WHAT IS BEING ASKED
Format every line of the records below as a numbered list, leaving out any blank lines.

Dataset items
[Begin]

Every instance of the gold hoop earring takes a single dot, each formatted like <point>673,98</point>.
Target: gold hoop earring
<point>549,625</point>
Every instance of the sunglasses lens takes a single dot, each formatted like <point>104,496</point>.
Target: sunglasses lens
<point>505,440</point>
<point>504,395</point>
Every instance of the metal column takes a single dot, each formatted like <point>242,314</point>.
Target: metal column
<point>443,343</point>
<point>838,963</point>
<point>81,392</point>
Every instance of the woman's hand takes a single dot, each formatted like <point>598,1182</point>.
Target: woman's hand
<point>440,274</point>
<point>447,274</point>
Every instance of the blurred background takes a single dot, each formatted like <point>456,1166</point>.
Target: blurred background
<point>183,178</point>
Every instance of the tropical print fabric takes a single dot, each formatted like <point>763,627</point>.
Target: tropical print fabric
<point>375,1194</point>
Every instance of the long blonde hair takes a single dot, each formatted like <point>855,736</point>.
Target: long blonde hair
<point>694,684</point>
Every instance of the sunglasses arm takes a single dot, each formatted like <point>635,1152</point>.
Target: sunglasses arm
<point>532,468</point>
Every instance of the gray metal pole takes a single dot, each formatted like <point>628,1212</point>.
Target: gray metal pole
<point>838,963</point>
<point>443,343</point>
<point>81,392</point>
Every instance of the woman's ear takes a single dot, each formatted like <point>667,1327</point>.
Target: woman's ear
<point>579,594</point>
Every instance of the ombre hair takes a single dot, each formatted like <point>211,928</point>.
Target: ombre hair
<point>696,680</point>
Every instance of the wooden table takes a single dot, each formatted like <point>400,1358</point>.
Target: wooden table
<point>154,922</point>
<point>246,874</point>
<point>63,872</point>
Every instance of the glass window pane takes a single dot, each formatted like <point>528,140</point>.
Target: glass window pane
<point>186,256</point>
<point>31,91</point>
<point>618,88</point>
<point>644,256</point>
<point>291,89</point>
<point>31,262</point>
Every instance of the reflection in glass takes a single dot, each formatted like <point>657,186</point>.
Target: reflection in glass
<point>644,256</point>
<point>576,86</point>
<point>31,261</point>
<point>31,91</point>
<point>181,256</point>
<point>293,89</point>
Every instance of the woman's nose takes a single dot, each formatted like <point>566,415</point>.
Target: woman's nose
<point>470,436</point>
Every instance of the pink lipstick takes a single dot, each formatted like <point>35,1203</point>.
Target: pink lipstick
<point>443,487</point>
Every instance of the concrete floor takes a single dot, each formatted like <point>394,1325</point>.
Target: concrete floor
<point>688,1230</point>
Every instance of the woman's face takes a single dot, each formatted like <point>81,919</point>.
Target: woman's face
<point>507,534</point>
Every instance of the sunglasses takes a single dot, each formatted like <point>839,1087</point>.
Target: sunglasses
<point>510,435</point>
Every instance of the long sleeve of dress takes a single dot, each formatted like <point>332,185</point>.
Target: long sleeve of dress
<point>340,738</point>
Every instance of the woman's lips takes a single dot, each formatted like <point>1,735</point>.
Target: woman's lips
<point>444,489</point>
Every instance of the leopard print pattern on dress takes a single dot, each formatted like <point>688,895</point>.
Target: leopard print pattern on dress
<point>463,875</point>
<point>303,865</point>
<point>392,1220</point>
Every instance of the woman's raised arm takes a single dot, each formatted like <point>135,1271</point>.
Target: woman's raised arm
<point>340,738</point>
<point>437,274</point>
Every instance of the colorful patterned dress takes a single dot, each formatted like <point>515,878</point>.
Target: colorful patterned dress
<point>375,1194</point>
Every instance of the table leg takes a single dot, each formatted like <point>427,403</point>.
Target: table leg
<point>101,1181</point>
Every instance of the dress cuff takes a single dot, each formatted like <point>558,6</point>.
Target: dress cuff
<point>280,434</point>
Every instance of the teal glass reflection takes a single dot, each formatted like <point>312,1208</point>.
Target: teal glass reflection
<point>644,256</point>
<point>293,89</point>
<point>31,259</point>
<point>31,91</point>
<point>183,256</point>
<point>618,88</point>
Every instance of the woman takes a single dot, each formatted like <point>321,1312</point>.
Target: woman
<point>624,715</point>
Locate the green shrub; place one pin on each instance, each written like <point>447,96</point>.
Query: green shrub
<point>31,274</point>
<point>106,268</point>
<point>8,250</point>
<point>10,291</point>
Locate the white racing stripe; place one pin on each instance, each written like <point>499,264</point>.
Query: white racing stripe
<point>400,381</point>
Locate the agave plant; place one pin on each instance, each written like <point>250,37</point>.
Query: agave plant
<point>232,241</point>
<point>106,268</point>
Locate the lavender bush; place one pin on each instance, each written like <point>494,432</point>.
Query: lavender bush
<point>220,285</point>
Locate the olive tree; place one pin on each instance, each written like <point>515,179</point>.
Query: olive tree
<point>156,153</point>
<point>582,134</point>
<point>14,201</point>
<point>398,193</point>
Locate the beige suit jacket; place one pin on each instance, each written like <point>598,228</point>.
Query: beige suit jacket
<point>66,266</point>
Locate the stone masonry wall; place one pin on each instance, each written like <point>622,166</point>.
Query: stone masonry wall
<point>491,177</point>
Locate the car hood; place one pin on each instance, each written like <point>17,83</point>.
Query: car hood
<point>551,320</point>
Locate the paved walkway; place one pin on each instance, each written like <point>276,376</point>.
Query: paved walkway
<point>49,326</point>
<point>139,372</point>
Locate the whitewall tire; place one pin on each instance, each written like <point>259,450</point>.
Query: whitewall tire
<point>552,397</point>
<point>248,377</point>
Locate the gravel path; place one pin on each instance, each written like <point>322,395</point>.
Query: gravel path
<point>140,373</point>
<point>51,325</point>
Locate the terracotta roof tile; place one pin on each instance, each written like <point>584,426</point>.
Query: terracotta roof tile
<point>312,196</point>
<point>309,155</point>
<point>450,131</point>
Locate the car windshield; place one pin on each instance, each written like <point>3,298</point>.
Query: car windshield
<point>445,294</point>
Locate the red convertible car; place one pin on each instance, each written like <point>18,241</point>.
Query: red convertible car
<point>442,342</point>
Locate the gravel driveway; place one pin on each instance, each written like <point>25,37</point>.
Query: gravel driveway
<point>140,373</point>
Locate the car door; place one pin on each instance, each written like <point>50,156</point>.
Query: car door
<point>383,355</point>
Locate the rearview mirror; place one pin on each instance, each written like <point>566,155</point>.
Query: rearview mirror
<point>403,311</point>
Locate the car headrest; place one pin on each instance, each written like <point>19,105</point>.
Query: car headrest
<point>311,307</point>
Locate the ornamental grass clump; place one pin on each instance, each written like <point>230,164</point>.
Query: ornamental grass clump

[End]

SOLUTION FOR THIS PROBLEM
1. Every instance of the gold hoop earring takes a single dot, each formatted like <point>673,98</point>.
2. Target: gold hoop earring
3. <point>549,625</point>
4. Every instance of the sunglasses lens takes a single dot, each formatted like <point>104,496</point>.
5. Target: sunglasses lens
6. <point>505,440</point>
7. <point>504,395</point>
8. Every instance of the metal column takes a single dot, each formatted like <point>242,314</point>.
9. Target: metal column
10. <point>443,343</point>
11. <point>838,963</point>
12. <point>81,392</point>
13. Every instance of the woman's hand takes a single dot, each formatted like <point>598,1182</point>.
14. Target: woman's hand
15. <point>440,274</point>
16. <point>447,274</point>
17. Every instance of the blurred background takes a single dot, each formatted like <point>456,1166</point>.
18. Target: blurred background
19. <point>183,178</point>
20. Every instance of the tropical print fabric takes a single dot, each formatted like <point>763,627</point>.
21. Target: tropical print fabric
22. <point>375,1194</point>
23. Every instance of the long blonde hair takes a single dot, each formatted like <point>855,736</point>.
24. Target: long blonde hair
25. <point>694,684</point>
26. Every instance of the sunglasses arm takes a single dot, each formatted like <point>635,1152</point>.
27. Target: sunglasses arm
28. <point>532,468</point>
29. Every instance of the gray metal pole takes a single dot, each formatted like <point>628,1212</point>.
30. Target: gray metal pole
31. <point>838,963</point>
32. <point>443,343</point>
33. <point>81,392</point>
34. Every instance of the woman's ear takes a single dot, each formatted like <point>667,1327</point>.
35. Target: woman's ear
36. <point>579,594</point>
37. Every instance of the ombre hair takes a single dot, each formatted like <point>211,928</point>.
38. Target: ombre hair
39. <point>696,680</point>
40. Every instance of the wooden table takes a single dot, each formatted like <point>400,1358</point>.
41. Target: wooden table
42. <point>154,922</point>
43. <point>246,874</point>
44. <point>63,872</point>
45. Every instance of the glass window pane takes a single dot, each formatted like <point>528,140</point>.
46. Target: glass window pane
47. <point>186,256</point>
48. <point>31,91</point>
49. <point>618,88</point>
50. <point>644,256</point>
51. <point>291,89</point>
52. <point>31,262</point>
53. Every instance of the reflection in glass takes a single dot, each formatted like <point>657,186</point>.
54. Target: reflection in glass
55. <point>644,256</point>
56. <point>576,86</point>
57. <point>31,261</point>
58. <point>31,91</point>
59. <point>181,256</point>
60. <point>293,89</point>
61. Every instance of the woman's nose takes a single dot, each formatted like <point>566,415</point>.
62. Target: woman's nose
63. <point>470,436</point>
64. Every instance of the pink lipstick takes a single dot, each formatted like <point>35,1203</point>.
65. Target: pink lipstick
66. <point>443,487</point>
67. Every instance of the concrete floor takes a single dot, each formatted like <point>394,1325</point>.
68. Target: concrete floor
69. <point>688,1230</point>
70. Every instance of the woman's face takes a single dot, each formatted like <point>81,919</point>.
71. Target: woman's face
72. <point>507,534</point>
73. Every instance of the sunglasses takes a single dot, each formatted like <point>839,1087</point>.
74. Target: sunglasses
75. <point>510,435</point>
76. Every instance of the long sleeve of dress takes a single dot, each formatted like <point>332,185</point>.
77. Target: long sleeve of dress
78. <point>340,738</point>
79. Every instance of the woman's lips takes a single dot, each formatted like <point>1,735</point>.
80. Target: woman's lips
81. <point>444,489</point>
82. Every instance of the leopard print pattern on dress takes a single dot, each formatted like <point>688,895</point>.
83. Target: leopard print pattern on dress
84. <point>463,875</point>
85. <point>303,865</point>
86. <point>392,1220</point>
87. Every instance of the woman's raised arm takes a single dot, each formatted like <point>135,1271</point>.
88. Target: woman's raised arm
89. <point>340,738</point>
90. <point>437,274</point>
91. Every instance of the colorful patterned dress takes a single dot, each formatted like <point>515,878</point>.
92. Target: colorful patterned dress
93. <point>375,1194</point>
94. Every instance of the table leg takes a single dot, each formatted like <point>427,403</point>.
95. Target: table leg
96. <point>101,1181</point>
97. Every instance of the dress cuff takes a single dot, each formatted like <point>558,6</point>.
98. Target: dress cuff
99. <point>280,434</point>
100. Every instance of the teal glass reflection takes a single dot, each formatted like <point>312,1208</point>.
101. Target: teal glass reflection
102. <point>644,256</point>
103. <point>293,89</point>
104. <point>31,259</point>
105. <point>31,91</point>
106. <point>183,256</point>
107. <point>618,88</point>
108. Every instance of the woman takes a single dot, each formatted like <point>321,1312</point>.
109. Target: woman
110. <point>624,715</point>
111. Locate the green shrub; place one pin on each instance, each written like <point>447,96</point>.
112. Query: green shrub
113. <point>31,274</point>
114. <point>106,268</point>
115. <point>8,250</point>
116. <point>10,291</point>
117. Locate the white racing stripe; place one pin on each instance, each written like <point>499,264</point>.
118. Query: white racing stripe
119. <point>400,381</point>
120. Locate the agave plant; place one pin on each instance, each written like <point>250,37</point>.
121. Query: agave plant
122. <point>232,241</point>
123. <point>106,268</point>
124. Locate the lavender bush; place one pin on each instance, each written like <point>494,432</point>.
125. Query: lavender bush
126. <point>220,285</point>
127. Locate the olive tree; place one pin on each instance, each written like <point>515,179</point>.
128. Query: olive tree
129. <point>156,153</point>
130. <point>582,134</point>
131. <point>14,201</point>
132. <point>398,193</point>
133. Locate the beige suit jacket; place one pin on each instance, each written like <point>598,228</point>.
134. Query: beige suit jacket
135. <point>66,266</point>
136. Locate the stone masonry wall; place one pin on each instance, each written like <point>622,166</point>.
137. Query: stone masonry wall
138. <point>491,177</point>
139. Locate the car hood; place one pin on each instance, each written like <point>17,83</point>.
140. Query: car hood
141. <point>551,320</point>
142. Locate the paved walkway; place one pin on each instance, each written like <point>276,376</point>.
143. Query: paved walkway
144. <point>49,326</point>
145. <point>139,372</point>
146. Locate the whitewall tire; place one pin on each instance, each written like <point>259,450</point>.
147. Query: whitewall tire
148. <point>552,397</point>
149. <point>248,377</point>
150. Locate the gravel path; place one pin on each instance, each written like <point>322,395</point>.
151. Query: gravel path
152. <point>140,373</point>
153. <point>51,325</point>
154. Locate the terracotta roof tile; place one pin on each instance, each written like <point>584,426</point>.
155. Query: terracotta roof tile
156. <point>312,196</point>
157. <point>309,155</point>
158. <point>450,131</point>
159. Locate the car windshield; place one pin on each instance, each written like <point>3,298</point>.
160. Query: car windshield
161. <point>445,294</point>
162. Locate the red convertible car; place one pin on each instance, each written like <point>18,241</point>.
163. Query: red convertible car
164. <point>442,342</point>
165. Locate the gravel driveway; place one pin on each instance, each written like <point>25,37</point>.
166. Query: gravel driveway
167. <point>140,373</point>
168. Locate the car door; place one pin on each instance, each written like <point>50,156</point>.
169. Query: car door
170. <point>383,355</point>
171. Locate the rearview mirror; place one pin on each instance, each written like <point>566,155</point>.
172. Query: rearview mirror
173. <point>403,311</point>
174. Locate the car headrest; place one pin on each instance, each written like <point>19,105</point>.
175. Query: car headrest
176. <point>311,307</point>
177. Locate the ornamental grass clump; place one pin on each instance, each written like <point>230,164</point>.
178. Query: ornamental grass clump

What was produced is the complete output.